(Data entries)
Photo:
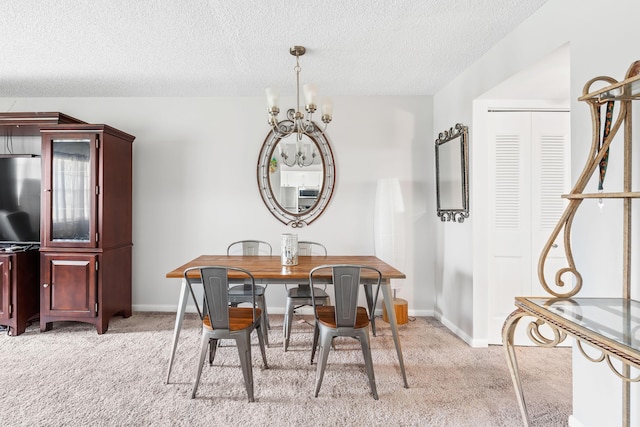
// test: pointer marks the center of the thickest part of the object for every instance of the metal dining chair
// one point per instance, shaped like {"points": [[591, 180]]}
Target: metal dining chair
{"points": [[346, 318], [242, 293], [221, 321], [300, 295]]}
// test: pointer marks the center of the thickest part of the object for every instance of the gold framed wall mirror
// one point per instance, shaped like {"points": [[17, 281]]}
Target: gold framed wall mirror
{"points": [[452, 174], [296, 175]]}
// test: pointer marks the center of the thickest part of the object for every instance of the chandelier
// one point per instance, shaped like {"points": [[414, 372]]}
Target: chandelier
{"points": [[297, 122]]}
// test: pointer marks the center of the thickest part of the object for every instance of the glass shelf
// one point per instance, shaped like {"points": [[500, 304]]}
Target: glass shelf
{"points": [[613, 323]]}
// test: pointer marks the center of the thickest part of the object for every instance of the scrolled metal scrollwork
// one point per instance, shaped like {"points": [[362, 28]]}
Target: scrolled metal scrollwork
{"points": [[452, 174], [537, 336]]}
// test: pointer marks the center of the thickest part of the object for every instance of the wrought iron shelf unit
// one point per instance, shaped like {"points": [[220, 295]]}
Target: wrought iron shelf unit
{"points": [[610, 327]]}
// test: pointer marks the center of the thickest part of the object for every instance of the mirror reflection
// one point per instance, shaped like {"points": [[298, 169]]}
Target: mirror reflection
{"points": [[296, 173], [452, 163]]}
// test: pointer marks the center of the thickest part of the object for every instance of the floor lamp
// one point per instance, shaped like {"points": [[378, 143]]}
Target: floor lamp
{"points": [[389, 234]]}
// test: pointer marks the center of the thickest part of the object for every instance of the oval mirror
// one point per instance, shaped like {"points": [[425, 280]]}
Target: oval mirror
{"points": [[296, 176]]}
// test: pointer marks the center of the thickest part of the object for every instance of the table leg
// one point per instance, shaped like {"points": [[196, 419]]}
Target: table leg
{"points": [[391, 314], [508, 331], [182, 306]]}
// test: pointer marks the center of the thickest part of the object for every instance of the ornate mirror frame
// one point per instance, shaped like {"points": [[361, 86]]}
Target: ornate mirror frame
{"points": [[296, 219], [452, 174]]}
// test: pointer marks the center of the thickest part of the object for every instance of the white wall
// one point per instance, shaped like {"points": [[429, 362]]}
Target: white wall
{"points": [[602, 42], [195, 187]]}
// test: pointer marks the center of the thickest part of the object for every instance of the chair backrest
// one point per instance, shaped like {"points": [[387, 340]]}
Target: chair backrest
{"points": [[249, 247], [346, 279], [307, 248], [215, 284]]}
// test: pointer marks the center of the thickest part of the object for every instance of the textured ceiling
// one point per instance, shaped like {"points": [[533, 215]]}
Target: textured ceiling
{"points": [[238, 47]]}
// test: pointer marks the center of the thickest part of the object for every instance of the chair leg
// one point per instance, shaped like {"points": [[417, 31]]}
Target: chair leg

* Your goal
Write out the lines above exactly, but only from the one containing "the white wall" through the last one.

* Exercise output
// test: pointer marks the center of the thickest part of the object for every instance of the white wall
// one point per instance, shaped like {"points": [[429, 362]]}
Target: white wall
{"points": [[602, 42], [195, 187]]}
// test: pointer marks the center of the thickest part of the object for every instance of the chair backrest
// one point per instance, shaped like {"points": [[387, 340]]}
Target: chair backrest
{"points": [[249, 247], [346, 279], [307, 248], [215, 284]]}
// test: pointer marks the center of the thickest part of the object for every instance of the textured ceiling
// one point per instance, shaped like {"points": [[533, 215]]}
Target: textured ceiling
{"points": [[238, 47]]}
// test: pointer marks the center of the thickest part of the object for every instance of the chair leg
// one point per instance, shaped like {"points": [[417, 31]]}
Target: chair leg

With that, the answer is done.